--- start of SUPPLIED RECORDS ---

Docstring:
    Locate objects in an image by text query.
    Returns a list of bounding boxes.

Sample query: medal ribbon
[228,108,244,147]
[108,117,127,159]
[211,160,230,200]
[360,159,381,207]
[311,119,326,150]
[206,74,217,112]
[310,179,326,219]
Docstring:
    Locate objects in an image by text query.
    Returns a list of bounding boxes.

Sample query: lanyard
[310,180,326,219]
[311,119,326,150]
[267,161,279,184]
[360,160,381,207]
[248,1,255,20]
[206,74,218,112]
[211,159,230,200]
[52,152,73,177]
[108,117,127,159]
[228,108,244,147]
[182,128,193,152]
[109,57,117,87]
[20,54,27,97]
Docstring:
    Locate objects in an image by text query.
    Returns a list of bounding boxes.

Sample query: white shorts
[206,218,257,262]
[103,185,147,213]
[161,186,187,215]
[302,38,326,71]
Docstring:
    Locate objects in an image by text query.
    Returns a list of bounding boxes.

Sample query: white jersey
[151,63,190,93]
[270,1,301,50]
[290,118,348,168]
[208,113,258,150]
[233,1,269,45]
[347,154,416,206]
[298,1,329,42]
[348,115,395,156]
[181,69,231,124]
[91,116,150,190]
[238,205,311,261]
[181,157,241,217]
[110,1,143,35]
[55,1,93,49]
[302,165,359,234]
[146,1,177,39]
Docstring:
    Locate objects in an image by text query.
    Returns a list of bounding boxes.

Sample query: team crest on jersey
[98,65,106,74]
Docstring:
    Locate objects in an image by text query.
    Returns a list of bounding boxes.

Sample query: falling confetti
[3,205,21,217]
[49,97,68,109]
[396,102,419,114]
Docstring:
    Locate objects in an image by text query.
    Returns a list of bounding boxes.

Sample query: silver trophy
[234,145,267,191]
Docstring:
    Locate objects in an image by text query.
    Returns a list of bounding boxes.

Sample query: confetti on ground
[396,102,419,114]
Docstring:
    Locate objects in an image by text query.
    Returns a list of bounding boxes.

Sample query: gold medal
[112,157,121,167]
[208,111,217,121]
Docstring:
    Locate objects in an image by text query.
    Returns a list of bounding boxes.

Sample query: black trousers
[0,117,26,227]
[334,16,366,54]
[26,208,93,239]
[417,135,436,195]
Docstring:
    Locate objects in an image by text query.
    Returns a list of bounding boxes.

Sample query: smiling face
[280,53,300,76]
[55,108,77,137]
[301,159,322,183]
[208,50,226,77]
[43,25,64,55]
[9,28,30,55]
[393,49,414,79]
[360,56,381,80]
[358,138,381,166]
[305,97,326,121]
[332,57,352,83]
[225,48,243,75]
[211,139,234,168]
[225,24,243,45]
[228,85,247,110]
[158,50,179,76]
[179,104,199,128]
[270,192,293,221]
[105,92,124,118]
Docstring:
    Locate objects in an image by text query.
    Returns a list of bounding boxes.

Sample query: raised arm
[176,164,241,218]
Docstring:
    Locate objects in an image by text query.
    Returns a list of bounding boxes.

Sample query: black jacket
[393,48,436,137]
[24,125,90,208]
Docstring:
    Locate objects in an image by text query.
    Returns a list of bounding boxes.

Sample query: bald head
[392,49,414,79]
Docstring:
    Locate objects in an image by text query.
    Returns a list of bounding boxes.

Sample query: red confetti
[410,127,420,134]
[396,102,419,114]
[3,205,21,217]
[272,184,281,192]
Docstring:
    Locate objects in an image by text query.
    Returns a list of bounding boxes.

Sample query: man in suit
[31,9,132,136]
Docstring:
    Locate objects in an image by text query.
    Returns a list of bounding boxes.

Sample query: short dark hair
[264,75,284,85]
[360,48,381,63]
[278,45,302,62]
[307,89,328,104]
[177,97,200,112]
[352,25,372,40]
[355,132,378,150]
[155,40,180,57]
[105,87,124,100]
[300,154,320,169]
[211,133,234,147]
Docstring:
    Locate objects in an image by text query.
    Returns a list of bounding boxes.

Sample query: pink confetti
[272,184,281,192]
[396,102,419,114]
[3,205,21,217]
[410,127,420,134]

--- end of SUPPLIED RECORDS ---

Turn the records from their first line through the line containing "[146,1,177,39]" into a numbered list, dropping any blank lines.

- _ANSWER TO THE TASK_
1. Docstring:
2.     Locate objects in an image by text query.
3.     Returns a list of bounding boxes.
4. Sample query: medal ribbon
5. [228,108,244,147]
6. [108,117,127,159]
7. [211,160,230,200]
8. [360,159,381,207]
9. [311,119,326,150]
10. [206,74,217,112]
11. [310,179,326,219]
12. Docstring:
13.     Locate objects in an image by text query.
14.     Returns a list of bounding boxes.
15. Sample query: lanyard
16. [310,180,326,219]
17. [311,119,326,150]
18. [267,161,279,184]
19. [360,160,381,207]
20. [248,1,255,20]
21. [206,74,218,112]
22. [211,159,230,200]
23. [52,152,73,177]
24. [108,117,127,159]
25. [228,108,244,147]
26. [182,128,193,152]
27. [109,57,117,87]
28. [20,54,27,97]
29. Docstring:
30.     Locate objects in an image by text query.
31.     Returns a list of bounding boxes.
32. Sample query: white shorts
33. [206,218,257,262]
34. [103,185,147,213]
35. [161,186,187,215]
36. [302,38,326,71]
37. Docstring:
38.     Locate objects in an image by text query.
39.     Returns a list of bounding boxes.
40. Sample query: white jersey
41. [151,63,190,93]
42. [270,1,301,50]
43. [290,118,348,168]
44. [208,113,258,150]
45. [233,1,269,45]
46. [347,154,416,206]
47. [298,1,329,42]
48. [348,115,395,156]
49. [181,69,231,124]
50. [91,116,150,190]
51. [238,205,311,261]
52. [181,157,241,217]
53. [110,1,143,35]
54. [55,1,93,49]
55. [302,165,359,234]
56. [146,1,177,39]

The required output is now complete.